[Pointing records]
:::::
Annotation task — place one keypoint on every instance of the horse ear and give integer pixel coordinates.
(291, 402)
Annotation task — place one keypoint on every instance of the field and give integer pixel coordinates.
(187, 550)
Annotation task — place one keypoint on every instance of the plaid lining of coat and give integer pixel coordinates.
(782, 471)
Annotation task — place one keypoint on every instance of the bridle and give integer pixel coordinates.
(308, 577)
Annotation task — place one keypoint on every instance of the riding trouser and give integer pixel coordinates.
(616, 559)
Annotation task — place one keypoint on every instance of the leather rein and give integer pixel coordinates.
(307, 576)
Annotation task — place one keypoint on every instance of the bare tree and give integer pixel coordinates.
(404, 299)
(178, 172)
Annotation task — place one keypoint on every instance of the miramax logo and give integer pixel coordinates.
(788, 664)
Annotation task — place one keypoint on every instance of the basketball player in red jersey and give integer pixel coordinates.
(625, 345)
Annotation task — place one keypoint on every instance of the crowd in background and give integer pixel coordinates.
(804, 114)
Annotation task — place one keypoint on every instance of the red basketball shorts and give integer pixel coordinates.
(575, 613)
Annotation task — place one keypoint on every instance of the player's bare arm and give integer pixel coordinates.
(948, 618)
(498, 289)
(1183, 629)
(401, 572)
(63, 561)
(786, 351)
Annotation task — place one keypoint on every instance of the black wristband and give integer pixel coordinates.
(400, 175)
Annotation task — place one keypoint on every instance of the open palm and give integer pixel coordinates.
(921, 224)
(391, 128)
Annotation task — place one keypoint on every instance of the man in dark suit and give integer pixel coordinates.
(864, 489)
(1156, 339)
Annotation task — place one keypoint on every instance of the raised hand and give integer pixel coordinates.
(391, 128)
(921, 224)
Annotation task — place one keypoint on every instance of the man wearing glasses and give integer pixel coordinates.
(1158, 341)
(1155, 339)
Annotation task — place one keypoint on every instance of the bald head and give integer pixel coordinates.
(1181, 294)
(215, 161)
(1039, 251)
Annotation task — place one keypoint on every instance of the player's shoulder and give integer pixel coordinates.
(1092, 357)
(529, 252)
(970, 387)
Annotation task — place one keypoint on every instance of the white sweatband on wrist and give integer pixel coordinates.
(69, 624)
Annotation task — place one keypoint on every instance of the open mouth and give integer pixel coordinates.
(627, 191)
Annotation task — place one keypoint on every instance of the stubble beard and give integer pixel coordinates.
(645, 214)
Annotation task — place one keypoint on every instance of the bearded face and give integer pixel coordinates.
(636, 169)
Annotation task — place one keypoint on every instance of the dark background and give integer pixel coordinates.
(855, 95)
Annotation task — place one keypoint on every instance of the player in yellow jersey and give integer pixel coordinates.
:::::
TO DO>
Write out again everything from the line containing "dark background and give integer pixel coordinates." down to the end of the items, requests included. Multiply each answer coordinate by 1.9 and round to whole numbers, with halves rounded up.

WRITTEN REPLY>
Annotation task — place one keypoint on every instance of the dark background and give integer pixel coordinates.
(1625, 181)
Annotation task — place one keypoint on every instance of the player in yellow jersey and give integer pixel coordinates.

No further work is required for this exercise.